Exercise passage:
------------------------------------------------
Researchers from Michigan State University and Rutgers University will lead the first nationally funded study to explore how neighborhood change created by racism in housing affects health across the life course, specifically related to aging. Researchers are starting to understand the links between historical redlining and contemporary health inequities. This work expands on that idea, studying a whole host of factors beyond redlining that have influenced decline and disinvestment in cities.
Funded by what is expected to be a $3.7 million grant from the National Institutes of Health - National Institute on Aging, Dick Sadler, associate professor at Michigan State University College of Human Medicine, and Danielle Beatty Moody, associate professor at the Rutgers University School of Social Work, will examine how racist and discriminatory policies leading to neighborhood disparities over the past 100 years have impacted health inequities in an existing longitudinal cohort of 800 Black and white Baltimore-based adults.
Evidence shows that Black people endure earlier onset and greater rates of aging-related cognitive and physical function decline and frailty when compared to other racial and ethnic groups in the U.S. Elements of structural racism — the systems and processes that create and maintain race-based inequities — are the fundamental drivers of disparate health and accelerated aging for Black people. Such forces also impact other racial and ethnic groups now living in these disinvested environments. Understanding how that happens is critical to the development of strategies to disrupt racial inequities in communities, especially those where Black Americans live and age.
To date, most research examining structural racism in the neighborhood environment has rested upon an almost singular focus on either residential segregation or historic redlining. Sadler and Beatty Moody will examine how lifelong exposure to racism affects cognitive aging, physical function decline, and frailty by:
Drawing on prior work, Sadler and Beatty Moody argue that structural racism in the neighborhood environment has unfairly and systemically shaped the communities where Black people reside, learn, work, shop and recreate — and these negative externalities wind up harming everyone in their wake.
------------------------------------------------
Records:
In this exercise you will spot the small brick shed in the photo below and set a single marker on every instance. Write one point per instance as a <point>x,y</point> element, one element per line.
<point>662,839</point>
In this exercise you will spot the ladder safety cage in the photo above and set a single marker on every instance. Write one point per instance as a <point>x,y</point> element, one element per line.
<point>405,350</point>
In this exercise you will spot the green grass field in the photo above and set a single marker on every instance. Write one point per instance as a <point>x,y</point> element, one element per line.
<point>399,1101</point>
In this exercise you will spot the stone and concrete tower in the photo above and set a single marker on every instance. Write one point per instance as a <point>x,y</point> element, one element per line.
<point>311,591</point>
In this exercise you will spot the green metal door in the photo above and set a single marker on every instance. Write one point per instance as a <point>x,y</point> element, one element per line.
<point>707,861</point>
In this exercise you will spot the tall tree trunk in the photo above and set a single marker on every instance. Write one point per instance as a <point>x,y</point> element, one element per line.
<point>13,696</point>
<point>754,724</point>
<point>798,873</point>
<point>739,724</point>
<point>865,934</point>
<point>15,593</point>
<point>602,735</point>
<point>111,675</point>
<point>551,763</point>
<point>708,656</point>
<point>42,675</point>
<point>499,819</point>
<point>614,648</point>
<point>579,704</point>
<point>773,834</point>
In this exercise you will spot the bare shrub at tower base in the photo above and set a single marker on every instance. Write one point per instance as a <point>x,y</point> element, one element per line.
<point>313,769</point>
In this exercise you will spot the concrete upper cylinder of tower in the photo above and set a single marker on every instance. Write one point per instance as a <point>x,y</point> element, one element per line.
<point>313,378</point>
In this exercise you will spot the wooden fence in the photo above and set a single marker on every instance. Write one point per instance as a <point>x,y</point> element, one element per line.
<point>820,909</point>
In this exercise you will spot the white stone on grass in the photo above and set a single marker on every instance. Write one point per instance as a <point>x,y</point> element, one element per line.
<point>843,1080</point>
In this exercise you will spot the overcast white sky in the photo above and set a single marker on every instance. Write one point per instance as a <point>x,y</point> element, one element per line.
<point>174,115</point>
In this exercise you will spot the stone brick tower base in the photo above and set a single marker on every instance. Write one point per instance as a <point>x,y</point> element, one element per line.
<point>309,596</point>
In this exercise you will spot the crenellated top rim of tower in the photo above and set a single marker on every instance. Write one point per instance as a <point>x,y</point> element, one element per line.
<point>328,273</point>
------------------------------------------------
Tasks to carry out:
a – Answer these questions from the passage on neighborhood racism and aging:
(i) How much is the grant expected to be, and which institute is funding it?
(ii) How many adults are in the existing cohort, and where are they based?
(iii) What two subjects has most earlier research on structural racism in the neighborhood environment focused on?
b – Copy the passage on neighborhood racism and aging without any changes, from "To date, most" up to and including "in their wake.".
c – Write a continuation of the passage on neighborhood racism and aging that starts after its last sentence.
Nothing in the records is needed for any task here.

Answers given:
a –
(i) About $3.7 million, from the National Institutes of Health - National Institute on Aging.
(ii) 800 adults, both Black and white, based in Baltimore.
(iii) Either residential segregation or historic redlining.

b –
To date, most research examining structural racism in the neighborhood environment has rested upon an almost singular focus on either residential segregation or historic redlining. Sadler and Beatty Moody will examine how lifelong exposure to racism affects cognitive aging, physical function decline, and frailty by:
Drawing on prior work, Sadler and Beatty Moody argue that structural racism in the neighborhood environment has unfairly and systemically shaped the communities where Black people reside, learn, work, shop and recreate — and these negative externalities wind up harming everyone in their wake.

c –
When asked about the significance of this project, Sadler and Beatty Moody shared, “Our work seeks to call out and disentangle the vast array of tools used to entrench structural racism in the neighborhood environment, past, present and future. One drum we have been beating is that ‘it’s not just redlining, and it’s not just segregation.’
“The patterns of racist, discriminatory practices in the landscape go far deeper and are more insidious than these singular practices. We need to comprehensively document what the full constellation of tools, tactics and strategies look like in our urban landscapes to better contextualize why racial inequities emerge and persist across numerous health endpoints, for which all Americans ultimately suffer but for which Black Americans consistently take the largest hits.”
The long-term goal of the study is to develop effective strategies to address racial inequities in accelerated aging, particularly in communities where Black Americans live and age in place. The study will support ongoing advocacy and policy efforts aimed at transformative health equity changes in the neighborhood environment, with a particular focus on housing. Once available, findings will be freely accessible and shared with participants and key local stakeholders.